Task item:
Each line from the one containing "I'm trying to find the window" to the end of the entries is to be repeated exactly, and no other line.
*** Opening Data for analysis ***
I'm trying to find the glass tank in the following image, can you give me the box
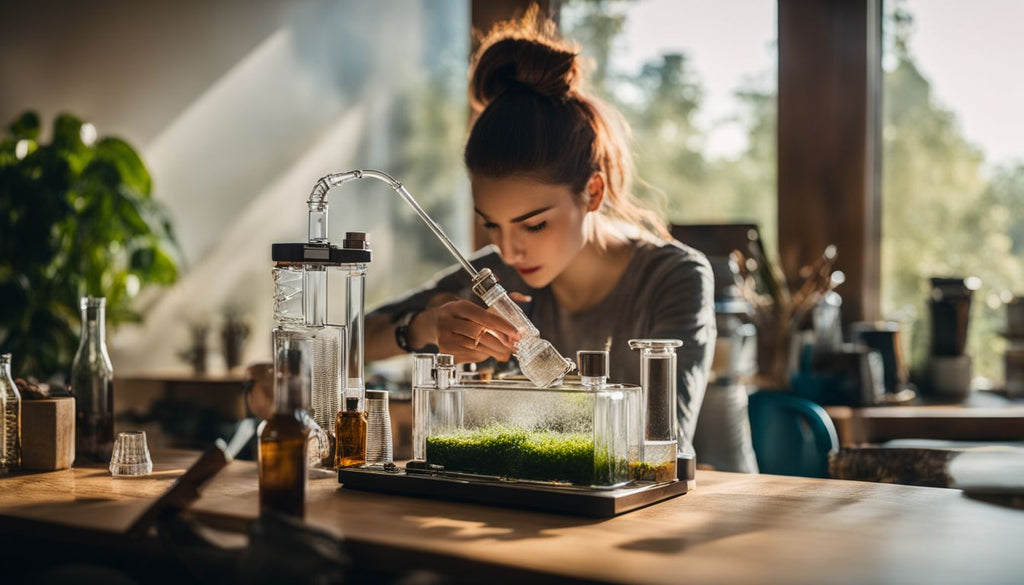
[413,361,642,488]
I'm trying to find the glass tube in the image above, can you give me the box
[344,264,366,408]
[411,354,436,461]
[303,265,327,327]
[629,339,682,482]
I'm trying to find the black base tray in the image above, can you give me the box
[337,466,687,517]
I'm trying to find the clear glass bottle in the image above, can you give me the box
[471,269,574,387]
[259,342,311,518]
[333,396,367,468]
[70,296,114,464]
[1,353,22,473]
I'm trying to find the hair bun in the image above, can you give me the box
[471,28,582,111]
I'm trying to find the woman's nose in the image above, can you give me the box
[499,231,525,262]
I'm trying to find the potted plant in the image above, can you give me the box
[0,111,181,379]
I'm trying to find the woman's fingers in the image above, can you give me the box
[447,300,520,340]
[508,291,533,303]
[436,299,518,362]
[475,330,515,361]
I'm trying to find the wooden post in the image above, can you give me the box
[778,0,882,323]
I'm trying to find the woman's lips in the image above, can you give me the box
[516,266,541,276]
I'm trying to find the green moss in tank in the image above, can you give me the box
[426,425,612,485]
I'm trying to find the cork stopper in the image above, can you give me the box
[343,231,369,250]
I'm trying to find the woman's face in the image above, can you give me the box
[472,174,589,288]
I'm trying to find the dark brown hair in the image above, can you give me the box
[464,6,670,242]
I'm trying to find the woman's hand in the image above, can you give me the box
[415,299,522,363]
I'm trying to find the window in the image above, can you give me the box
[881,0,1024,383]
[559,0,778,244]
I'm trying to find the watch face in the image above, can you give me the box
[395,311,417,352]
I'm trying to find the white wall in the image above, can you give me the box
[1,0,470,374]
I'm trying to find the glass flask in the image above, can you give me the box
[70,296,114,464]
[1,353,22,473]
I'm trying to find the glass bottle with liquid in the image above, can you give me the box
[1,353,22,473]
[333,396,367,468]
[259,341,311,518]
[471,269,574,387]
[70,296,114,463]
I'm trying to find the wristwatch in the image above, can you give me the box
[394,310,421,353]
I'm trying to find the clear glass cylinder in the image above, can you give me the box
[71,296,115,464]
[629,339,683,482]
[365,390,393,466]
[344,265,367,407]
[307,200,329,244]
[303,266,327,327]
[412,354,437,461]
[272,326,337,467]
[1,354,22,472]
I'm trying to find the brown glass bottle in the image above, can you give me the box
[259,342,310,518]
[334,396,367,469]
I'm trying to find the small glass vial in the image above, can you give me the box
[70,296,115,464]
[364,390,393,467]
[259,342,311,518]
[1,353,22,473]
[577,350,610,387]
[334,396,367,468]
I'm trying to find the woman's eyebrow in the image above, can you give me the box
[474,206,553,223]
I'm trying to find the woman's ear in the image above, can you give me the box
[585,173,605,212]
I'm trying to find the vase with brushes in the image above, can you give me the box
[738,244,844,389]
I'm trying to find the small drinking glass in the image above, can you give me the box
[364,390,393,466]
[109,431,153,477]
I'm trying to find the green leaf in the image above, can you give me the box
[8,111,40,141]
[52,113,86,152]
[94,137,152,196]
[148,247,179,284]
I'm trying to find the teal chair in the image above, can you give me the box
[748,391,839,477]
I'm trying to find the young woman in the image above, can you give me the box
[364,14,715,451]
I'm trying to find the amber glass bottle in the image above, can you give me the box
[334,396,367,468]
[259,344,310,518]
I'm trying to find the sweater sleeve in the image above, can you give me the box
[367,246,510,323]
[643,246,717,453]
*** Closing Data for analysis ***
Your solution:
I'm trying to find the window in the image above, can you give me the box
[881,0,1024,383]
[559,0,778,244]
I'm trying to find the watch face in the image above, can you give me the box
[395,311,417,352]
I'm trying to find the white wall in the image above, can you give me the box
[1,0,470,374]
I'm trying to find the glass flask in the image above, can you give me the box
[70,296,114,464]
[1,353,22,473]
I'm trying to find the glass bottle with liquid in the image above, can you give me the box
[1,353,22,473]
[333,396,367,468]
[259,341,311,518]
[471,269,574,387]
[70,296,114,463]
I'm trying to find the wristwatch in the image above, can you give me the box
[394,310,421,353]
I'm trying to find the clear glass cylinder in the image above, can you give me the box
[71,296,115,464]
[629,339,683,482]
[365,390,393,466]
[344,265,367,407]
[307,200,329,244]
[303,266,327,327]
[412,354,437,461]
[272,326,337,467]
[1,354,22,472]
I'm trying to find the brown glass bottle in the image above, can you give me the box
[259,342,310,518]
[334,396,367,469]
I'm trying to find the small glass vial in the image above, can you give me the box
[70,296,115,464]
[364,390,393,467]
[259,342,311,518]
[1,353,22,473]
[577,350,610,387]
[334,396,367,468]
I'm trying to find the woman's eyebrow in the image above, can you give me the box
[474,206,553,223]
I'm trying to find the woman's ear in the image above, can you give me the box
[585,173,605,212]
I'm trying to find the vase with brushes in the image above, can you give me the box
[738,244,844,389]
I'm trying to find the small drinking glass in the image above, can you give me the box
[364,390,393,466]
[109,431,153,477]
I'm trying to find the green leaf in the image above, can you give me the box
[8,111,40,141]
[52,113,86,152]
[94,137,152,196]
[148,247,179,284]
I'm trying to find the teal chair in the image above, can you give me the box
[748,391,839,477]
I'm trying to find the young woman in the image above, can you give me the box
[364,14,715,451]
I'm trying to find the amber glass bottle in the image above, can you give me the box
[334,396,367,468]
[259,344,310,518]
I'm trying to find the sweater sleeve in the image above, can you give me the box
[367,246,510,323]
[643,246,717,453]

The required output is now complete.